To do: Could you reproduce only the part that opens with the line containing "Provide the mask of every instance of the rough" and closes with the line containing "20 36 L 0 35", substituting "granite boulder" for every "rough stone block" and leaving everything else unchanged?

Records supplied:

** Start **

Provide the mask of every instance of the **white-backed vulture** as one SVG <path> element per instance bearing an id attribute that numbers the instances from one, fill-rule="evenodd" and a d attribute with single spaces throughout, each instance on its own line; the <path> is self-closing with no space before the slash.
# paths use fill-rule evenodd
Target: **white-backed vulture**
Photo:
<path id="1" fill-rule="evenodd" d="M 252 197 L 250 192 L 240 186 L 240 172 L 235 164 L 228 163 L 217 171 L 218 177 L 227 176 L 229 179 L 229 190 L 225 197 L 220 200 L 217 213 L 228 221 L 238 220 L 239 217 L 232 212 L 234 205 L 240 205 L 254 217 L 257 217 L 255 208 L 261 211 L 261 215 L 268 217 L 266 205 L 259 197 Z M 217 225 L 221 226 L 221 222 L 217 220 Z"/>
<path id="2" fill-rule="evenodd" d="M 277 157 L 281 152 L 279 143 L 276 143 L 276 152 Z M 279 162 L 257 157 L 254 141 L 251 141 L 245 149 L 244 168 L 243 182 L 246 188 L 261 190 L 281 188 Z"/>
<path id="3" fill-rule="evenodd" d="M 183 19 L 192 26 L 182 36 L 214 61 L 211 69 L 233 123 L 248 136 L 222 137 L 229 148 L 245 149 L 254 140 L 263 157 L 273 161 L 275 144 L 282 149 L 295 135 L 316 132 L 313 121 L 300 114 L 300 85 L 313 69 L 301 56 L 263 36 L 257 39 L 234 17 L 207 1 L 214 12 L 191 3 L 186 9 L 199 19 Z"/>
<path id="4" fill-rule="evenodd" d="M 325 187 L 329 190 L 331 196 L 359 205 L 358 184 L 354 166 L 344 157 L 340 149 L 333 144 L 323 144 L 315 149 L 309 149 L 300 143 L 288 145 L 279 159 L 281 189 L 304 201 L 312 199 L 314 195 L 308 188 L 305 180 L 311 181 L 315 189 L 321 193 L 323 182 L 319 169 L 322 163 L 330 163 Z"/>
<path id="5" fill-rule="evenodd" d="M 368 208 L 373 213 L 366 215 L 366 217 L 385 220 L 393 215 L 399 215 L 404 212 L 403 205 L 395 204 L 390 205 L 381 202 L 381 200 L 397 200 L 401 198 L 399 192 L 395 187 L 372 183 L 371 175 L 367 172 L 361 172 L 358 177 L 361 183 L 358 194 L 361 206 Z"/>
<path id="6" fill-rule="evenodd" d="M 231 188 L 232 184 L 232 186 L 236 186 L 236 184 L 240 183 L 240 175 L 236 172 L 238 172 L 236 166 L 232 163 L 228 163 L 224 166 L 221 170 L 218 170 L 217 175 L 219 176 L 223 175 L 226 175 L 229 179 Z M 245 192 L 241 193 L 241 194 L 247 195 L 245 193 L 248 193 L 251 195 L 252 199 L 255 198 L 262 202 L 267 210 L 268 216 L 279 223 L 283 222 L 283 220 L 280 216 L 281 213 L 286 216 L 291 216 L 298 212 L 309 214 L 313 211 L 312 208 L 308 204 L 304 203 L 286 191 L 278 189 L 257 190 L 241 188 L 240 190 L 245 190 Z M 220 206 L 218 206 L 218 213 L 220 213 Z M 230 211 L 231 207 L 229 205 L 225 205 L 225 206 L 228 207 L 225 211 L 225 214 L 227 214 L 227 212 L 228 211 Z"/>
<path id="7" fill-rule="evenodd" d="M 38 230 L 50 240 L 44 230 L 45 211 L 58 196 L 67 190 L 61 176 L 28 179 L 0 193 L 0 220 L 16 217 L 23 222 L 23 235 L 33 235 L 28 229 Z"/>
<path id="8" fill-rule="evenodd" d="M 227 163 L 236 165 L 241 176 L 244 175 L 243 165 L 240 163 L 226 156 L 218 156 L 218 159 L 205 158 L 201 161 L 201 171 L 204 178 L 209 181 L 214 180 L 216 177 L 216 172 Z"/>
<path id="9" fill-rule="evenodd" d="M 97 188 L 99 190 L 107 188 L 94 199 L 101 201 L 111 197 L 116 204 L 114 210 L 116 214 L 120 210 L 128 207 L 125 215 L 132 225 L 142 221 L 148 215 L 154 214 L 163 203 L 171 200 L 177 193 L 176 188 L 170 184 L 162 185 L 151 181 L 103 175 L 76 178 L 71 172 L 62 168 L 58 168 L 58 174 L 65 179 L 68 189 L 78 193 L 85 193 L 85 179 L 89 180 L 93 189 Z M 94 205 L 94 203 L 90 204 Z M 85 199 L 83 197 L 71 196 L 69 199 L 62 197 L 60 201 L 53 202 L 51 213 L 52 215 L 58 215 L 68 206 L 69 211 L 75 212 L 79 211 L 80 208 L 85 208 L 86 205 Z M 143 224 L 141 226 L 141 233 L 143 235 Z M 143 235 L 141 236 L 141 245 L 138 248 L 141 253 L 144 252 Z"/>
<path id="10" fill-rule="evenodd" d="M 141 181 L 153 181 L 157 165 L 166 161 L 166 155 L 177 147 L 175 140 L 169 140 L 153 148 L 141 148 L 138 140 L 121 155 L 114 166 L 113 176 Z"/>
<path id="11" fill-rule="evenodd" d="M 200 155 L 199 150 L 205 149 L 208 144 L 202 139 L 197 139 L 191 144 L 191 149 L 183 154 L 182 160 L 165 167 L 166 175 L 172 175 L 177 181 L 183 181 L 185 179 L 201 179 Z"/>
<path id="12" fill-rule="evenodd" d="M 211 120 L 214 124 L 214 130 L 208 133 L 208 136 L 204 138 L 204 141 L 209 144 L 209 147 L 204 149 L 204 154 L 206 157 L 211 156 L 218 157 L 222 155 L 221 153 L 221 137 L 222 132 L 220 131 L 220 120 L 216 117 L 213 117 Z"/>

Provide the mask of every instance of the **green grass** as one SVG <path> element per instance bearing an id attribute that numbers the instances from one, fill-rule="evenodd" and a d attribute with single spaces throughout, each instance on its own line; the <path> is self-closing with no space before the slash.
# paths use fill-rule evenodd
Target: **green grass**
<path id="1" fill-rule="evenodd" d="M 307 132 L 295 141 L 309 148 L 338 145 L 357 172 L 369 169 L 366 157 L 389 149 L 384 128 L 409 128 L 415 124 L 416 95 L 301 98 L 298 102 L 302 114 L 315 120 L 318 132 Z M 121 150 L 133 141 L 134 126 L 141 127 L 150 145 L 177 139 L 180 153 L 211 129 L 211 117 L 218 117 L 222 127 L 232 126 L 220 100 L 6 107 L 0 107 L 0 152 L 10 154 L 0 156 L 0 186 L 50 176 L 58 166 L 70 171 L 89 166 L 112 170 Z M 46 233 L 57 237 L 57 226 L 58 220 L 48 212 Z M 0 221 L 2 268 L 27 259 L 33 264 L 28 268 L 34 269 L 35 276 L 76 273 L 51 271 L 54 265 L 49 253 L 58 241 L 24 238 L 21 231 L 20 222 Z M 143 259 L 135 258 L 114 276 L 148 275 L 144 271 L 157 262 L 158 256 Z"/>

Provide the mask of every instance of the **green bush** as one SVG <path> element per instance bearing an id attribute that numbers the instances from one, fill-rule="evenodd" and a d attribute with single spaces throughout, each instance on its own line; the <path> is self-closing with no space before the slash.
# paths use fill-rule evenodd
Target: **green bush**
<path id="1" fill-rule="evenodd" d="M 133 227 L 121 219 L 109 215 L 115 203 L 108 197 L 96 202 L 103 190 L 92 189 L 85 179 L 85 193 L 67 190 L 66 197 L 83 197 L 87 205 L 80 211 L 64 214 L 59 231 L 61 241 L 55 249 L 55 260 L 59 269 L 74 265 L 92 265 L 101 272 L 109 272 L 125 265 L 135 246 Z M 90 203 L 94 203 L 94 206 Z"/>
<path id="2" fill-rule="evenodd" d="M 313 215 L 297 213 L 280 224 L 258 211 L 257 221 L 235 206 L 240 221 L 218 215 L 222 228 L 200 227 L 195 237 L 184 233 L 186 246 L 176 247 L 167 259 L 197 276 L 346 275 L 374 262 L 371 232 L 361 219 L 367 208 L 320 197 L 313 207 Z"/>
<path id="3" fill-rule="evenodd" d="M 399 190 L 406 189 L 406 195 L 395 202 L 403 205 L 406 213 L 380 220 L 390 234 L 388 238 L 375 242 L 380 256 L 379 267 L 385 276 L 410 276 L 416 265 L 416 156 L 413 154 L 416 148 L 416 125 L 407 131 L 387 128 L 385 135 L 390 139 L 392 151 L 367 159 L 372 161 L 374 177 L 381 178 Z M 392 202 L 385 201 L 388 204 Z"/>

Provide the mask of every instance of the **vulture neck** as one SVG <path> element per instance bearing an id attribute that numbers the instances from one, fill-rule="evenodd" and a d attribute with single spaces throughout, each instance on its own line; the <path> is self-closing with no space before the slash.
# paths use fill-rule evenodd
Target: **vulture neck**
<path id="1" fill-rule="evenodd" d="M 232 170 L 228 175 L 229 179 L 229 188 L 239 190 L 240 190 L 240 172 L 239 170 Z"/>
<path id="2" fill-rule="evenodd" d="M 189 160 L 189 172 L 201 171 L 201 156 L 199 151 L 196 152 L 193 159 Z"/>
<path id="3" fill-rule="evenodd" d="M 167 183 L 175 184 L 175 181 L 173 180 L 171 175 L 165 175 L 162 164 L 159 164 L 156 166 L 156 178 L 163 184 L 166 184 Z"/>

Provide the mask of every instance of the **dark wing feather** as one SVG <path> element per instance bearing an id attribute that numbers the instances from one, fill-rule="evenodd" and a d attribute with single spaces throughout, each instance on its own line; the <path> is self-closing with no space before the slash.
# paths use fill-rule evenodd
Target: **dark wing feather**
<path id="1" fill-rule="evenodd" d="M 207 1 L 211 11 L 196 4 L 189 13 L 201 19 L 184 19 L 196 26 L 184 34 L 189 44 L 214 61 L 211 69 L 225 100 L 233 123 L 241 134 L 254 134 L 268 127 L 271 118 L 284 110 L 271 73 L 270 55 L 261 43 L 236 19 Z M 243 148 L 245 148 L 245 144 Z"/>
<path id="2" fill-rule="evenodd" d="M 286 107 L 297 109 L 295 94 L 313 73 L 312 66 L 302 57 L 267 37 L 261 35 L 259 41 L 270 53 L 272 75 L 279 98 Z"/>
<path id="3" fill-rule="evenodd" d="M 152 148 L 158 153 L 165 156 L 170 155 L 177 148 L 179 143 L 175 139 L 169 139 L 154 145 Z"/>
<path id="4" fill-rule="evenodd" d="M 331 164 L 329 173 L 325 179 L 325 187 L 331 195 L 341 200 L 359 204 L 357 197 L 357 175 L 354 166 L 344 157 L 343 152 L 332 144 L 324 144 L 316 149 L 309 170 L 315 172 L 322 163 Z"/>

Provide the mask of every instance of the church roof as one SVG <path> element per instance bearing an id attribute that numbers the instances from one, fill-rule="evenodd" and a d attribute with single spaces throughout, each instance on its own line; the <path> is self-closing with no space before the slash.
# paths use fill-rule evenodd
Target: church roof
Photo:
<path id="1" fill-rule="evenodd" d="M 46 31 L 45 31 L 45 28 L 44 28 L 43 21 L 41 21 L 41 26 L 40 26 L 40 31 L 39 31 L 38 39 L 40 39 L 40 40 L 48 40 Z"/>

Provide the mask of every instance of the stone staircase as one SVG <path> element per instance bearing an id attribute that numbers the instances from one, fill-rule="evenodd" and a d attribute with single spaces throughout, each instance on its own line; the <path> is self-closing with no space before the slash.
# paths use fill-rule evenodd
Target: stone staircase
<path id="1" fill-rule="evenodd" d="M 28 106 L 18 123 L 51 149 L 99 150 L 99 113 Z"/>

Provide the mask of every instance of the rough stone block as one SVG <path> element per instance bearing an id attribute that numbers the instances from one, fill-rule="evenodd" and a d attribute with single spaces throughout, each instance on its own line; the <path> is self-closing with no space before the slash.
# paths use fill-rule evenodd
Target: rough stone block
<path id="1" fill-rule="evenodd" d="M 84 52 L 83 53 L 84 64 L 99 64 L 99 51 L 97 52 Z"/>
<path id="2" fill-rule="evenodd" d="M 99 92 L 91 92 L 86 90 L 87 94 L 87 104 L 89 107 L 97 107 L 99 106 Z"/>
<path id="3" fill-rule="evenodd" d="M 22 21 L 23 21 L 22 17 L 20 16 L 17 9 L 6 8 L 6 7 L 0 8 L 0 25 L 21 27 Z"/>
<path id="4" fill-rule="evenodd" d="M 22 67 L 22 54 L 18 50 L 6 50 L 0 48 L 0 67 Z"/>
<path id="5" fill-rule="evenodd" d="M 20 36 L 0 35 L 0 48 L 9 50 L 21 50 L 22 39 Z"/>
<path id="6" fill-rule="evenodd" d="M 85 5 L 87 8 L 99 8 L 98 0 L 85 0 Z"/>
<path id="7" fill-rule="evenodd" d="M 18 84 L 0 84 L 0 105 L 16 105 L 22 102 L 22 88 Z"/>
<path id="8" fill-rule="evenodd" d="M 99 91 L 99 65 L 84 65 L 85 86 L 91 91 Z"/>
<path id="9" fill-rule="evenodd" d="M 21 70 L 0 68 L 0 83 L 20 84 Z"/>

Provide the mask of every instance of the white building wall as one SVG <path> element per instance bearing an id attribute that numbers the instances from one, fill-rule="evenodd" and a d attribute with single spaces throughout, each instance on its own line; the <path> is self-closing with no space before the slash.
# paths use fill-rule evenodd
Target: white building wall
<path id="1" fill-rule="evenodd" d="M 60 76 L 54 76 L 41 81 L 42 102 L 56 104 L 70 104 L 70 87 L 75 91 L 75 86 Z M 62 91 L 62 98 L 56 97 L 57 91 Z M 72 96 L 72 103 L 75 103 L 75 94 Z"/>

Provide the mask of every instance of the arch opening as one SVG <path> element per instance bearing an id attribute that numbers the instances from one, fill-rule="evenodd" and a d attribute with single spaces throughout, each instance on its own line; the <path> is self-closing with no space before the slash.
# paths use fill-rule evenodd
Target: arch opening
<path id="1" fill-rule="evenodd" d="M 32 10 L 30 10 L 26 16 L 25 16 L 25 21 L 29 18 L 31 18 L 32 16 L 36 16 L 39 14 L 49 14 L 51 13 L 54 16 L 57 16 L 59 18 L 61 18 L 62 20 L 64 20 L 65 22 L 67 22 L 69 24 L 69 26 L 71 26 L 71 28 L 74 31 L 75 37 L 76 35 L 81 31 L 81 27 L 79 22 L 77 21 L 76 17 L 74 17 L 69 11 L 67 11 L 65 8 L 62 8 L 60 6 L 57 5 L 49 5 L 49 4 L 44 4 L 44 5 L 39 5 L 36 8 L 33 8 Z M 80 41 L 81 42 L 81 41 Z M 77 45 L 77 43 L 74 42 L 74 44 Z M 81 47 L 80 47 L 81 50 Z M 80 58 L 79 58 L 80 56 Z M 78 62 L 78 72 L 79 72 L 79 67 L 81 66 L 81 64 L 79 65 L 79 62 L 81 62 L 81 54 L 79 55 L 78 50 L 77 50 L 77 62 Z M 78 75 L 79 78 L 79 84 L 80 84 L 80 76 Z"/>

** End **

The output:
Provide the mask of every instance of the granite boulder as one SVG <path> element per instance bearing an id attribute that numbers the instances from one, fill-rule="evenodd" and a d attribute with single spaces throughout, each instance on its own line; the <path> is self-closing with no space before the slash.
# paths use fill-rule evenodd
Target: granite boulder
<path id="1" fill-rule="evenodd" d="M 84 52 L 83 53 L 84 64 L 99 64 L 99 51 L 97 52 Z"/>
<path id="2" fill-rule="evenodd" d="M 99 92 L 91 92 L 86 90 L 87 94 L 87 104 L 89 107 L 97 107 L 99 106 Z"/>
<path id="3" fill-rule="evenodd" d="M 22 21 L 23 21 L 22 17 L 20 16 L 17 9 L 6 8 L 6 7 L 0 8 L 0 25 L 21 27 Z"/>
<path id="4" fill-rule="evenodd" d="M 22 67 L 22 54 L 18 50 L 6 50 L 0 48 L 0 67 Z"/>
<path id="5" fill-rule="evenodd" d="M 20 36 L 0 35 L 0 48 L 9 50 L 21 50 L 22 39 Z"/>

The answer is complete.